§ What is asked: Revise the records below so that "one point per instance" becomes "a single point for each instance" everywhere, with nothing else changed. Leave out the pictures.

%%

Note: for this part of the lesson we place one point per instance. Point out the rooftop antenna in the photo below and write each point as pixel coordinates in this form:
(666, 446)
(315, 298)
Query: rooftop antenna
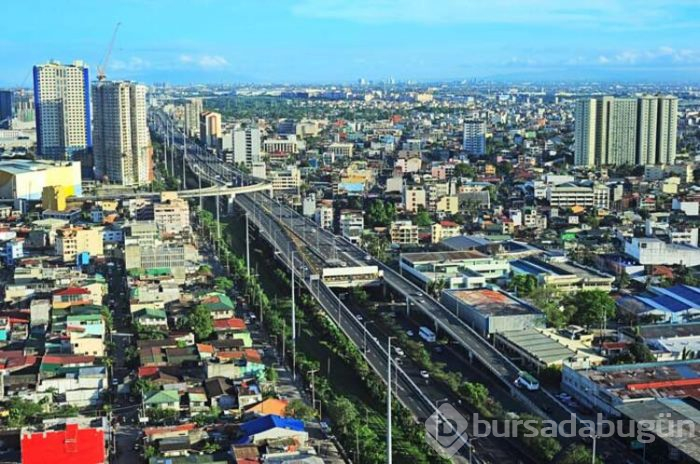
(102, 68)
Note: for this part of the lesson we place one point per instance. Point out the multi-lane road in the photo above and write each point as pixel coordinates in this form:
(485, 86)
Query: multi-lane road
(279, 223)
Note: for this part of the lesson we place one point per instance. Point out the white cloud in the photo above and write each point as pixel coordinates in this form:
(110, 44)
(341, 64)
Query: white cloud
(625, 13)
(212, 61)
(204, 61)
(134, 63)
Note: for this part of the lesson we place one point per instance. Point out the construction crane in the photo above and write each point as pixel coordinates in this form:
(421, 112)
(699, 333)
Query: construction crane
(102, 68)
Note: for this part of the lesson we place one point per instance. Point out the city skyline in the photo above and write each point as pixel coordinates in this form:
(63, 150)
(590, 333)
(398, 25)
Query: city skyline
(311, 41)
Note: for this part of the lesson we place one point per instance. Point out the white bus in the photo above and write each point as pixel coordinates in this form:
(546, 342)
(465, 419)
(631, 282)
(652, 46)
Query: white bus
(427, 334)
(526, 380)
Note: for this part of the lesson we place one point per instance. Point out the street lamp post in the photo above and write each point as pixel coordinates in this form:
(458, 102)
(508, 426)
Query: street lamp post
(437, 416)
(313, 386)
(294, 325)
(364, 324)
(389, 451)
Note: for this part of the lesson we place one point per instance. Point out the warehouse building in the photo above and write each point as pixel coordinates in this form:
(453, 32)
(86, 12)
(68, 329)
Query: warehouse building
(489, 311)
(26, 179)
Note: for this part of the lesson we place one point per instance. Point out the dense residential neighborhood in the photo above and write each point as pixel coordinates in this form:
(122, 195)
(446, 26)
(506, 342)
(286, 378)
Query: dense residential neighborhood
(201, 266)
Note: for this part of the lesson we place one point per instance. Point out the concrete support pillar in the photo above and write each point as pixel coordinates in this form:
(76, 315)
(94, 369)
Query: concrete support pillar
(231, 203)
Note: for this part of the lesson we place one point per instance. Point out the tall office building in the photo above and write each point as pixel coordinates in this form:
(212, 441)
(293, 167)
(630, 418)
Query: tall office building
(474, 137)
(246, 146)
(193, 108)
(122, 142)
(622, 131)
(210, 128)
(667, 128)
(585, 143)
(62, 105)
(6, 108)
(647, 110)
(616, 131)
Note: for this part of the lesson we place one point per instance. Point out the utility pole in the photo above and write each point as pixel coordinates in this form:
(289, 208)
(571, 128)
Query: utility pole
(388, 402)
(247, 245)
(172, 149)
(218, 223)
(199, 180)
(294, 325)
(184, 153)
(313, 386)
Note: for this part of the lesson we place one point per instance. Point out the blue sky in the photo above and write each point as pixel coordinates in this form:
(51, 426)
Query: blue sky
(318, 41)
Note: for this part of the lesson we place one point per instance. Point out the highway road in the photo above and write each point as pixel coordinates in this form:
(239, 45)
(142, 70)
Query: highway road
(268, 215)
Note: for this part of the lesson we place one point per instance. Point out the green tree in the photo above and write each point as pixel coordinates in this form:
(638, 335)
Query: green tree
(464, 170)
(162, 415)
(143, 387)
(436, 286)
(271, 374)
(150, 452)
(210, 447)
(475, 393)
(344, 413)
(200, 321)
(578, 454)
(223, 284)
(548, 301)
(591, 307)
(380, 213)
(376, 246)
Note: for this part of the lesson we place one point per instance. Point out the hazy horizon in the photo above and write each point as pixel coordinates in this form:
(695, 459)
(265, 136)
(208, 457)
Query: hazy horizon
(334, 41)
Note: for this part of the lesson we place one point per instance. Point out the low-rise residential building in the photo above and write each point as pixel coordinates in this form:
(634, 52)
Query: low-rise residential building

%%

§ Reply to the task:
Note: for this part of the lesson we place a single point for each instance. Point out the rooftop antenna in the photo below and write each point as pixel coordinates in this form:
(666, 446)
(315, 298)
Query: rooftop antenna
(102, 68)
Note: for this part of the lesson we place a single point for each instance. Point out the multi-lane road in the photo above and write each point as pixel coordinates in this form:
(485, 86)
Query: multi-lane road
(279, 223)
Note: for this part of the lesson we place a single point for each instance. Point out the white cloud in the photo above and write each point as pixel coordinates in this form:
(110, 44)
(341, 64)
Query: white cloud
(625, 13)
(212, 61)
(204, 61)
(134, 63)
Note: for this part of the lesson we place a single point for each instance. Point out the construction crane in the photo above and write each point as pixel coordinates in this form:
(421, 112)
(699, 333)
Query: construction crane
(102, 68)
Note: for this part of the lesson we place a single point for each instance. Point out the city skyline in the photo above and write each point as pixel coordinates in this form:
(63, 150)
(590, 333)
(398, 25)
Query: city skyline
(311, 41)
Note: for this part of the lesson we place a single point for each instance. Point out the white bus in the photo above and write each point as pixel coordinates in this form:
(546, 342)
(465, 419)
(631, 282)
(652, 46)
Query: white bus
(427, 334)
(526, 380)
Note: for this part of the lesson we place a single point for each instance. Point out the street lamp post in the photo above and write each point as pixel coordinates in this form:
(458, 102)
(508, 426)
Query: street lamp post
(437, 416)
(313, 386)
(294, 325)
(364, 324)
(389, 451)
Note: for this part of the lesson we place a single point for each instance. Point out the warehouse building in the photo above and write each point as pixel coordinates in this form:
(453, 32)
(86, 12)
(68, 329)
Query: warehouse building
(489, 311)
(26, 179)
Note: for this part of the lesson we place a single point for each instance. Point out the dense residential neighborhood in the photo above and write each point as pixel coordinates in this form:
(122, 195)
(446, 26)
(506, 342)
(286, 378)
Query: dense residential neighborhood
(201, 266)
Note: for this part of the lesson we place a single point for each instance. Point out the concrete support pillar in the photo above and write each point as pixel coordinates in this form:
(76, 315)
(94, 369)
Query: concrete support pillar
(231, 203)
Note: for this part of the lesson we place a single point for each instance. Point out the tall office building in the photo above and write each point as pixel coordinates in this form:
(212, 441)
(293, 167)
(630, 418)
Query: tall office building
(474, 137)
(246, 146)
(193, 108)
(122, 142)
(622, 131)
(210, 128)
(667, 128)
(585, 143)
(62, 105)
(6, 108)
(647, 110)
(616, 131)
Note: for this part of the lesson we place a single point for each instance. Point out the utility pole in the photo above and write each point as pixel coordinates in this form:
(289, 208)
(571, 128)
Query: utility pole
(388, 402)
(247, 245)
(172, 149)
(218, 223)
(199, 180)
(294, 325)
(184, 153)
(313, 386)
Note: for this part of the lesson we place a single point for each instance. Point out the blue sky in the photo above and write each point as pixel coordinates in this form:
(51, 426)
Query: blue sky
(318, 41)
Note: for this part of the lesson we place a single point for each instance. Point out the highway road in the photo above and write each point as pixel coordinates in this form:
(239, 45)
(142, 70)
Query: highway road
(268, 215)
Note: for this part of the lesson we place a single point for each instance. Point out the green tree in the photo above and write each point as pixel coordinates in this form:
(638, 335)
Query: green tree
(464, 170)
(162, 415)
(143, 387)
(436, 286)
(271, 374)
(150, 452)
(210, 447)
(475, 393)
(344, 413)
(200, 321)
(578, 454)
(223, 284)
(548, 301)
(591, 307)
(380, 213)
(376, 246)
Note: for this part of the lesson we place a single point for each instance. Point out the hazy horizon in the photo above and write each point as pixel coordinates in this form:
(695, 459)
(265, 136)
(208, 457)
Query: hazy horizon
(334, 41)
Note: for this part of the lesson we place a single point for each instance. Point out the low-rise residential building in the photo above and write each point as pixel coordinates in this form:
(634, 52)
Query: low-rise residential building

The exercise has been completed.